Give these lines as a numbered list, with any blank lines left out.

--

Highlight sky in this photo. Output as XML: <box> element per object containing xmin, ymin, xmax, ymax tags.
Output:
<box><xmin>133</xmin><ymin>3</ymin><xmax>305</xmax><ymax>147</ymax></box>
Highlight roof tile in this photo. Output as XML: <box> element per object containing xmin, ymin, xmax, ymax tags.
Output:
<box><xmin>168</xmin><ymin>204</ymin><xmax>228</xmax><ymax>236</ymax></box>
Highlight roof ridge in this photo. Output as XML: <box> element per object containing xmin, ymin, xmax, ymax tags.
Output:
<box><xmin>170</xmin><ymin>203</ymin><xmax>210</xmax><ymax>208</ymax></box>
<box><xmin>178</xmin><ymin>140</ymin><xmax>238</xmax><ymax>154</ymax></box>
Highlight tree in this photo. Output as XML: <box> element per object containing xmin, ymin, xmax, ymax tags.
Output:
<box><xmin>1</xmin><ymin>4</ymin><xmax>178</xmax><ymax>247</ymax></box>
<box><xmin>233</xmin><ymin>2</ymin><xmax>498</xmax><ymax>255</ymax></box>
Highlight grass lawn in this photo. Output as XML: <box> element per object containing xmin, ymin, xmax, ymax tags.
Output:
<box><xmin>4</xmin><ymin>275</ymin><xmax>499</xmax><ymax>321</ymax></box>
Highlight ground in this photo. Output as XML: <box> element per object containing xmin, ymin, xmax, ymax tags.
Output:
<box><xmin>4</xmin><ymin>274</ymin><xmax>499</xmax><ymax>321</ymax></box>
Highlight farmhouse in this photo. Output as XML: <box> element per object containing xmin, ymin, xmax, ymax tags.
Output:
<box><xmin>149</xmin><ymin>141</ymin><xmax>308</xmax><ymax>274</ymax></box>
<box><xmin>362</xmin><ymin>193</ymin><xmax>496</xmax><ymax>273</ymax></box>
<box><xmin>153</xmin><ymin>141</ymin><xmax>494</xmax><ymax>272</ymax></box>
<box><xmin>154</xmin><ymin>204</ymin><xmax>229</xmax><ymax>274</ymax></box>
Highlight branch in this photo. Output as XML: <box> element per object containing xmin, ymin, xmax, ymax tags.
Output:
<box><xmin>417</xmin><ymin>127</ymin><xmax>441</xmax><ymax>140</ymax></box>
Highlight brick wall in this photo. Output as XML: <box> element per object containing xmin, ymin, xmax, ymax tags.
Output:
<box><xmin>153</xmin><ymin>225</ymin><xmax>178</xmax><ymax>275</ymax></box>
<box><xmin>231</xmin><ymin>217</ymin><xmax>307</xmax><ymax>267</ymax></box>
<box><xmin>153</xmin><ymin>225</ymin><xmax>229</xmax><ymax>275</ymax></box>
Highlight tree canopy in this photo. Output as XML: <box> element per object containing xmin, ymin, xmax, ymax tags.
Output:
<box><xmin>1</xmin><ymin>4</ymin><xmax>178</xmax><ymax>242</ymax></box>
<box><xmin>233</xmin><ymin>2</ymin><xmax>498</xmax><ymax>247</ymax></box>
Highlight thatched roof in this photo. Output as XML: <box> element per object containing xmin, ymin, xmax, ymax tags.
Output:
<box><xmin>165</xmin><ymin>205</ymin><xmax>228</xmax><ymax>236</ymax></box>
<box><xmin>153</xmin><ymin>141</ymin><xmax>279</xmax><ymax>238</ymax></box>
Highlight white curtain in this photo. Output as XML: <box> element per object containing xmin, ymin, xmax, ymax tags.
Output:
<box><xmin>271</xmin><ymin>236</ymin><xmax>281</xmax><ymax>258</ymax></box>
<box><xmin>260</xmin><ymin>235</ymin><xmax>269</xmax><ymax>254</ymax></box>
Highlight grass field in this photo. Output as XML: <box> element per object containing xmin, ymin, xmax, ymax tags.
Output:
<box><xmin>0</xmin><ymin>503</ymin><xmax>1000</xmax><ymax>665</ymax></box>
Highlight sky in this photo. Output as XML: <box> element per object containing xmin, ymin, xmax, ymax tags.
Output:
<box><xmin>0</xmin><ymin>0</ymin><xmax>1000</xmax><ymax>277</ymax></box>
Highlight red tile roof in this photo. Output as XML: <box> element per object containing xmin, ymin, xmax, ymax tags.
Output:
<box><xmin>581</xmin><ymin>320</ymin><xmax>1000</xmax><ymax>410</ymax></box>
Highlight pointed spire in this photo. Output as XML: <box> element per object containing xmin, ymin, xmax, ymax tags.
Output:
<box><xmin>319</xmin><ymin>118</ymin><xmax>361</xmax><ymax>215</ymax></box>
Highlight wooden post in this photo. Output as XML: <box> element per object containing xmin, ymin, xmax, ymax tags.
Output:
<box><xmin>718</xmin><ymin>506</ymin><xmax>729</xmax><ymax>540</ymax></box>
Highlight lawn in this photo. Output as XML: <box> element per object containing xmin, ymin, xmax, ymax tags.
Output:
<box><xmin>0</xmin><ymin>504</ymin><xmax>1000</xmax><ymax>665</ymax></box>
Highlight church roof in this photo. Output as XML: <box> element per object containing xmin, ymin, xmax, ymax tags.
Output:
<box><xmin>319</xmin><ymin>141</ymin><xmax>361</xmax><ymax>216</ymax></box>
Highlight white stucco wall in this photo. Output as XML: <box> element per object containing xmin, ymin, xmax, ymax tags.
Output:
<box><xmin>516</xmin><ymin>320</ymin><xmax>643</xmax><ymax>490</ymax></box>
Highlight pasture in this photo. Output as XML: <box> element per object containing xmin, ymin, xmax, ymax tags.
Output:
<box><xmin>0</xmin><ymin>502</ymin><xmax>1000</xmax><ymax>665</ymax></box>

--

#### ANSWER TO THE TASK:
1. Highlight sky in this photo. Output as XML: <box> element per object containing xmin, ymin, xmax, ymax tags.
2. Output:
3. <box><xmin>133</xmin><ymin>3</ymin><xmax>305</xmax><ymax>147</ymax></box>
4. Highlight roof tile in this photo. Output as XML: <box> element per object containing xmin, ymin, xmax, ymax tags.
5. Output:
6. <box><xmin>168</xmin><ymin>204</ymin><xmax>228</xmax><ymax>236</ymax></box>
7. Highlight roof ridge in this photo. Output as XML: <box> element per object containing xmin, ymin, xmax, ymax tags.
8. Output:
9. <box><xmin>170</xmin><ymin>203</ymin><xmax>210</xmax><ymax>208</ymax></box>
10. <box><xmin>178</xmin><ymin>140</ymin><xmax>238</xmax><ymax>154</ymax></box>
11. Highlight tree in this photo. Output as XML: <box> element per object containing xmin, ymin, xmax, ymax tags.
12. Output:
13. <box><xmin>1</xmin><ymin>4</ymin><xmax>178</xmax><ymax>247</ymax></box>
14. <box><xmin>233</xmin><ymin>2</ymin><xmax>498</xmax><ymax>255</ymax></box>
15. Highlight grass lawn in this photo. Output as XML: <box> element per object containing xmin, ymin, xmax, ymax tags.
16. Output:
17. <box><xmin>4</xmin><ymin>275</ymin><xmax>499</xmax><ymax>321</ymax></box>
18. Highlight ground in this photo. Output as XML: <box> element per object containing xmin, ymin, xmax, ymax tags.
19. Output:
20. <box><xmin>4</xmin><ymin>274</ymin><xmax>499</xmax><ymax>321</ymax></box>
21. Highlight farmhouse in this photo. Output as XML: <box> element per object containing xmin, ymin, xmax, ymax tags.
22. Output:
23. <box><xmin>149</xmin><ymin>141</ymin><xmax>308</xmax><ymax>274</ymax></box>
24. <box><xmin>362</xmin><ymin>193</ymin><xmax>496</xmax><ymax>273</ymax></box>
25. <box><xmin>153</xmin><ymin>141</ymin><xmax>494</xmax><ymax>272</ymax></box>
26. <box><xmin>154</xmin><ymin>204</ymin><xmax>229</xmax><ymax>274</ymax></box>
27. Highlight branch in this photo. Output as XML: <box> element per object containing xmin, ymin, xmax, ymax tags.
28. Output:
29. <box><xmin>417</xmin><ymin>127</ymin><xmax>441</xmax><ymax>140</ymax></box>
30. Highlight brick wall in this photo. Output as XML: <box> element per object containing xmin, ymin, xmax, ymax tags.
31. Output:
32. <box><xmin>153</xmin><ymin>225</ymin><xmax>178</xmax><ymax>275</ymax></box>
33. <box><xmin>231</xmin><ymin>217</ymin><xmax>307</xmax><ymax>267</ymax></box>
34. <box><xmin>153</xmin><ymin>225</ymin><xmax>229</xmax><ymax>275</ymax></box>
35. Highlight tree canopy in this photo. Output as XML: <box> element per object containing xmin, ymin, xmax, ymax tags.
36. Output:
37. <box><xmin>1</xmin><ymin>4</ymin><xmax>178</xmax><ymax>242</ymax></box>
38. <box><xmin>233</xmin><ymin>2</ymin><xmax>498</xmax><ymax>247</ymax></box>
39. Highlight thatched roof in this photo. Output as XML: <box> element per object containing xmin, ymin, xmax, ymax tags.
40. Output:
41. <box><xmin>165</xmin><ymin>205</ymin><xmax>228</xmax><ymax>236</ymax></box>
42. <box><xmin>153</xmin><ymin>141</ymin><xmax>279</xmax><ymax>238</ymax></box>
43. Highlight white curtain in this photo. Output as XML: <box> element per object containing xmin, ymin, xmax, ymax tags.
44. Output:
45. <box><xmin>271</xmin><ymin>236</ymin><xmax>281</xmax><ymax>258</ymax></box>
46. <box><xmin>260</xmin><ymin>235</ymin><xmax>269</xmax><ymax>254</ymax></box>
47. Highlight grass field in this photo. Output as XML: <box> element per object containing xmin, ymin, xmax, ymax tags.
48. Output:
49. <box><xmin>0</xmin><ymin>503</ymin><xmax>1000</xmax><ymax>665</ymax></box>
50. Highlight sky in this photo. Output as XML: <box> element per object containing xmin, ymin, xmax, ymax tags.
51. Output:
52. <box><xmin>0</xmin><ymin>0</ymin><xmax>1000</xmax><ymax>277</ymax></box>
53. Highlight red tile roof in this photo. Output as XML: <box> element per object containing xmin, ymin, xmax, ymax tags.
54. Output:
55. <box><xmin>581</xmin><ymin>320</ymin><xmax>1000</xmax><ymax>410</ymax></box>
56. Highlight pointed spire in this photo. Output as XML: <box> element per object containing xmin, ymin, xmax, ymax tags.
57. Output:
58. <box><xmin>319</xmin><ymin>118</ymin><xmax>361</xmax><ymax>215</ymax></box>
59. Highlight wooden post in this photo. Output as XML: <box> element per object containing xmin, ymin, xmax, ymax tags.
60. Output:
61. <box><xmin>718</xmin><ymin>506</ymin><xmax>729</xmax><ymax>540</ymax></box>
62. Highlight lawn in this photo. Output as XML: <box> element per object containing xmin, ymin, xmax, ymax tags.
63. Output:
64. <box><xmin>0</xmin><ymin>504</ymin><xmax>1000</xmax><ymax>665</ymax></box>
65. Highlight church roof in this photo. Output as XML: <box> element per object containing xmin, ymin, xmax, ymax tags.
66. Output:
67. <box><xmin>319</xmin><ymin>141</ymin><xmax>361</xmax><ymax>216</ymax></box>
68. Highlight white stucco wall in this photo. Output as XML: <box> element per object containing xmin, ymin, xmax, ymax tags.
69. Output:
70. <box><xmin>516</xmin><ymin>320</ymin><xmax>643</xmax><ymax>490</ymax></box>
71. Highlight pasture in this photo. Output as XML: <box> element per object containing xmin, ymin, xmax, ymax tags.
72. Output:
73. <box><xmin>0</xmin><ymin>502</ymin><xmax>1000</xmax><ymax>665</ymax></box>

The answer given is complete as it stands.